* [Task details]: Copy the lines of the entries exactly, starting at the line that contains "[segment] <item>black glove</item>" and ending at the line that contains "POLYGON ((194 765, 178", with both of those lines included.

--- BEGIN Material for the task ---

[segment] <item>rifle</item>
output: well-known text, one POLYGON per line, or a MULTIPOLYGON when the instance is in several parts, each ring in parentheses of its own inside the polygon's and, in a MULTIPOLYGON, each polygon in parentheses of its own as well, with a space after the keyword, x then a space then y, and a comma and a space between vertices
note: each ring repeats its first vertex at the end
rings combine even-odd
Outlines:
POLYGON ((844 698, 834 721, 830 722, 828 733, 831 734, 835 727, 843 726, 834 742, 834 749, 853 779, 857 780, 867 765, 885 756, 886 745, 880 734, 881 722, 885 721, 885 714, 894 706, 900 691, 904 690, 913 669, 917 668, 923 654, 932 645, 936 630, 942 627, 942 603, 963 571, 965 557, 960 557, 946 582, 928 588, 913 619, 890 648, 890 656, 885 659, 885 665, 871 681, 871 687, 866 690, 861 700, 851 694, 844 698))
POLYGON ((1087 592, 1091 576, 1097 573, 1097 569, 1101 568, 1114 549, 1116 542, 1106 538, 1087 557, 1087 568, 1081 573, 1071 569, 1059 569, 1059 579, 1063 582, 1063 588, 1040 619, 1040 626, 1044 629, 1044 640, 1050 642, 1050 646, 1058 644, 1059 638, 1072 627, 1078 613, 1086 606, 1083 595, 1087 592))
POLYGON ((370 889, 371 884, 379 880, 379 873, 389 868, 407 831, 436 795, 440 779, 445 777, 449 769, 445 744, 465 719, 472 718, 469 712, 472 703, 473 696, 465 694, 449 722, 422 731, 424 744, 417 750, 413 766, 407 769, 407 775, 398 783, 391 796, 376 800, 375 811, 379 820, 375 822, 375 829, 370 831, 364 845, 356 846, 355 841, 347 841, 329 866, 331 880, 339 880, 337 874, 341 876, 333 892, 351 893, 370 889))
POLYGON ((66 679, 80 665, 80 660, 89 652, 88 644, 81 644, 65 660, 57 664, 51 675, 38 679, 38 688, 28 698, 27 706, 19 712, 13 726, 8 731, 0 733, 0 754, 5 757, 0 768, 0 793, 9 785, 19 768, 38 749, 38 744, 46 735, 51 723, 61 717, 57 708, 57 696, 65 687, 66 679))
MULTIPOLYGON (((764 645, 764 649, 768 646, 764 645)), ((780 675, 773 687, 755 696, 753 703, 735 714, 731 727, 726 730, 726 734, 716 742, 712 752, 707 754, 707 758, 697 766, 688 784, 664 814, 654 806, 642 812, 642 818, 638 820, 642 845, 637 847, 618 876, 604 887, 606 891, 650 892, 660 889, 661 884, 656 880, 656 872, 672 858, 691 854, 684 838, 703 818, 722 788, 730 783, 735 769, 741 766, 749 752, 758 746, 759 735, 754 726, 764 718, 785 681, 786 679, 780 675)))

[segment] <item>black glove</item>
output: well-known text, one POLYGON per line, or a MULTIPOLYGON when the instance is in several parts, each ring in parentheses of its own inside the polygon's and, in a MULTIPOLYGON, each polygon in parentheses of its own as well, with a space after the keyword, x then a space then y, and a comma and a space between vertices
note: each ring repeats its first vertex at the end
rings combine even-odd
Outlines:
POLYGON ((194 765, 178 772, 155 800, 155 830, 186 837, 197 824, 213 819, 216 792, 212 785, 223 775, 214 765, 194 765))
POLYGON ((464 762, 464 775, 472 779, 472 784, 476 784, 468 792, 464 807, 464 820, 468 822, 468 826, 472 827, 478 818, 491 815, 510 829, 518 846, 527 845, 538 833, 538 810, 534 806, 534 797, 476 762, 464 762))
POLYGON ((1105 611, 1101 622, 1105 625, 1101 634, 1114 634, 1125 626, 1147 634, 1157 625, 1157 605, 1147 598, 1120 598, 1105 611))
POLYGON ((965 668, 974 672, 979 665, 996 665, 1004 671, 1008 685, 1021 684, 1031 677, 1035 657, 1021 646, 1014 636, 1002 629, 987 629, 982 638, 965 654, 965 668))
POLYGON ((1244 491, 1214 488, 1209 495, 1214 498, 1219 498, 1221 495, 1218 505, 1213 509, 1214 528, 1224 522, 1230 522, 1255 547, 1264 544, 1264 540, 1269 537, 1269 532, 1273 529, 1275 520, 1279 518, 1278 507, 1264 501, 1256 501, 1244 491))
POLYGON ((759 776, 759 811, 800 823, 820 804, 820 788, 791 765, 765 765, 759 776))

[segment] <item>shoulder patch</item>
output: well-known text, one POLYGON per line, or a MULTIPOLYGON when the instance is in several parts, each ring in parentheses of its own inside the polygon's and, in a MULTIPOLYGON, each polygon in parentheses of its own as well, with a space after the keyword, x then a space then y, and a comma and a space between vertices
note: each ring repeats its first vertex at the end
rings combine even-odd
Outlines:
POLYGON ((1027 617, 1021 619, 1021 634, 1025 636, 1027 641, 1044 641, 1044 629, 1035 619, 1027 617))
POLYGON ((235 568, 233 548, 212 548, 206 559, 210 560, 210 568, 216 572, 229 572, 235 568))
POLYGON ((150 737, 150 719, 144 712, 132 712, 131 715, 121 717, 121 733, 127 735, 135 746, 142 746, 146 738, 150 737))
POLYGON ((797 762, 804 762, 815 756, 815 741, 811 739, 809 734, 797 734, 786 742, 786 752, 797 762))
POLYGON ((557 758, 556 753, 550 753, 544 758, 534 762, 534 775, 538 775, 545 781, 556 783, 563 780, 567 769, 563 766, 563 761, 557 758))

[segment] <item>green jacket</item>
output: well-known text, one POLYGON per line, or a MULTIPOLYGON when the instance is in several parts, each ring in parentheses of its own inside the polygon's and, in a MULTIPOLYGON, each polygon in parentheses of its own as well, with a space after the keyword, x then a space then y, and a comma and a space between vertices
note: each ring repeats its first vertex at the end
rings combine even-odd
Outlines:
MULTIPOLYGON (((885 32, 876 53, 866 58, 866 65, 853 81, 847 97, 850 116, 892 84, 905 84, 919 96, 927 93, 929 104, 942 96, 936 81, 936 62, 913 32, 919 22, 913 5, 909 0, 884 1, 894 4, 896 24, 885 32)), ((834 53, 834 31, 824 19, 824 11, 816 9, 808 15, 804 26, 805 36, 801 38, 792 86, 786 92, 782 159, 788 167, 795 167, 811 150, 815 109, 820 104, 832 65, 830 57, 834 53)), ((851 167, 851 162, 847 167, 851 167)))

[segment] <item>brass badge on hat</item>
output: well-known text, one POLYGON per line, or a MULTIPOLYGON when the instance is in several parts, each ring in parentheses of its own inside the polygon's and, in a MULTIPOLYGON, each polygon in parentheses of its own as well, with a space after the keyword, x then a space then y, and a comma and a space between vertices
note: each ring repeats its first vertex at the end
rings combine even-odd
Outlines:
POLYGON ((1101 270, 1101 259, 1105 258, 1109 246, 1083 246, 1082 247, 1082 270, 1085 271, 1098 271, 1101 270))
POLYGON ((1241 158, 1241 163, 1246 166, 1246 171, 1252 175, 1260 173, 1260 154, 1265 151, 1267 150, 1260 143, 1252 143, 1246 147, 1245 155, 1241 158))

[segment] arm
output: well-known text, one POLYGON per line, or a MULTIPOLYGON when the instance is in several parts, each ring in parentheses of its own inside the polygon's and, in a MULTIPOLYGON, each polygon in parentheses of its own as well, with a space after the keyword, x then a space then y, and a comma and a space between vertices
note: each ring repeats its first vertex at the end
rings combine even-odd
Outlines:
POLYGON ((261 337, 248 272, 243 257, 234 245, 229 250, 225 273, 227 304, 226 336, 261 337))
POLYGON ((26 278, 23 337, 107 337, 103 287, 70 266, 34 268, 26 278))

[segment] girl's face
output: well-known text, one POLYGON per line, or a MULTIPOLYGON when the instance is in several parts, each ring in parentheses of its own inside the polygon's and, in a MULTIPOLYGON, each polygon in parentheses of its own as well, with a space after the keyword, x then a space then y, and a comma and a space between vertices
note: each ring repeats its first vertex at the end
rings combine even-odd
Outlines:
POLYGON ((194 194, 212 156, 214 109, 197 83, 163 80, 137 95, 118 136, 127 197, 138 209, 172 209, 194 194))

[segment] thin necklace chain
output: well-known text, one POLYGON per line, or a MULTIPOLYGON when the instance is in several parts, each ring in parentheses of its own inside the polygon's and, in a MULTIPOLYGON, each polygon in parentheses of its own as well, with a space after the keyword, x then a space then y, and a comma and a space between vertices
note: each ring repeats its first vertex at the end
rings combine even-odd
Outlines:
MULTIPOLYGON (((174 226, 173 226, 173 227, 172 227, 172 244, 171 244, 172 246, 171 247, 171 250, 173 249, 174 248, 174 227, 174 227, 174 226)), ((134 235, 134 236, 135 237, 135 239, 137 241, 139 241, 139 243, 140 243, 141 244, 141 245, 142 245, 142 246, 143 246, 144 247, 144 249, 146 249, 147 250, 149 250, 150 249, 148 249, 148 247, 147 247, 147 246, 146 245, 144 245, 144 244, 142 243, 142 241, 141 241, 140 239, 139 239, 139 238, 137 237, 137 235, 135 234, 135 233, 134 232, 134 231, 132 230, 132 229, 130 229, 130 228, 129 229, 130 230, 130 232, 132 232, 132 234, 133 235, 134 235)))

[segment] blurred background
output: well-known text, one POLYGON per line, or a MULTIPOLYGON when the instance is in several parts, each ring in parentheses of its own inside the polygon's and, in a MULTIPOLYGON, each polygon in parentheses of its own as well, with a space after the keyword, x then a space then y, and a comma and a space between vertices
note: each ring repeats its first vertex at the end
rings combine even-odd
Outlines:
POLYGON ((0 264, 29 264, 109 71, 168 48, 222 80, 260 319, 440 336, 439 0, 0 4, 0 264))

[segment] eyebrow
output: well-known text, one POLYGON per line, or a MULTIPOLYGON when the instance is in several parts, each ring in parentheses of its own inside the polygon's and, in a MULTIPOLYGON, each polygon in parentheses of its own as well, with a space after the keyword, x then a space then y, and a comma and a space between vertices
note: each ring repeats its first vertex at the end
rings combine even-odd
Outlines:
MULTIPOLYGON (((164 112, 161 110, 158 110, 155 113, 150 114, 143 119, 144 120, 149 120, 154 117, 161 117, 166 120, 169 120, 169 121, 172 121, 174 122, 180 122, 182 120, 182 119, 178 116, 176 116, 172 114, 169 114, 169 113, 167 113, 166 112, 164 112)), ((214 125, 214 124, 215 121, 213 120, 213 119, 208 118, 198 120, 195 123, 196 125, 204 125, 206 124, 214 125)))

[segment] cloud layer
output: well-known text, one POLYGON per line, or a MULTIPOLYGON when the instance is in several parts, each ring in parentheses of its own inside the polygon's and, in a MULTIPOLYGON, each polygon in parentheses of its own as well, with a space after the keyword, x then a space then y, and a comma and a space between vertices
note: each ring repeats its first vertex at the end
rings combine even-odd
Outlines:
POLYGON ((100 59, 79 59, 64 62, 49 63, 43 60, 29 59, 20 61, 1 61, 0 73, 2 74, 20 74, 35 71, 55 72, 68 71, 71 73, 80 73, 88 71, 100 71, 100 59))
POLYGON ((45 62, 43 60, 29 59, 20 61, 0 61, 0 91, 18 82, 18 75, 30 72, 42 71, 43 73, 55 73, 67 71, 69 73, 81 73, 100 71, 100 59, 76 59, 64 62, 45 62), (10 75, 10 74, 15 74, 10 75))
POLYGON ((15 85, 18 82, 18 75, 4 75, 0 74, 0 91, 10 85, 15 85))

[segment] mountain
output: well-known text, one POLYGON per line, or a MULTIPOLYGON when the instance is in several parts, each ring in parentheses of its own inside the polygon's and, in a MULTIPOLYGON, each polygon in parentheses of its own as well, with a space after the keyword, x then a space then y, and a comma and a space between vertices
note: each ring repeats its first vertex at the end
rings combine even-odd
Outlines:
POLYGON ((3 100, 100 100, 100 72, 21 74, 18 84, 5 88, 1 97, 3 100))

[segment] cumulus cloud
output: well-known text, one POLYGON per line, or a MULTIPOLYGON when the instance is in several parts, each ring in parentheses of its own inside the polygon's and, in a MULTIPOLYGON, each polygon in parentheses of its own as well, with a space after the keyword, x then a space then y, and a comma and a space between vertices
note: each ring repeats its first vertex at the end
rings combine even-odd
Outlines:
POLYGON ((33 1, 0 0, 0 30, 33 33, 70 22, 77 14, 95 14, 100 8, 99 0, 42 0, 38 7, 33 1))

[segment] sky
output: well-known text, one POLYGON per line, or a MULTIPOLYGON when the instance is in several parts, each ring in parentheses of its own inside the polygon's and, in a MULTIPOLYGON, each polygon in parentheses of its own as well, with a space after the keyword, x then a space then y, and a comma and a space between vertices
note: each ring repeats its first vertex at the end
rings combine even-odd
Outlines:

--- END Material for the task ---

* [Response below]:
[segment] <item>black glove</item>
output: well-known text, one POLYGON per line, or a MULTIPOLYGON when the instance is in several parts, each ring in parentheses of its own inside the polygon's and, in a MULTIPOLYGON, each polygon in parentheses of its own as well, with a space after the keyword, x then a space then y, and a comma and a space between vertices
note: each ring repeats its first vertex at the end
rings combine even-odd
Outlines:
POLYGON ((194 765, 178 772, 155 800, 155 830, 186 837, 197 824, 213 819, 216 792, 212 785, 223 775, 214 765, 194 765))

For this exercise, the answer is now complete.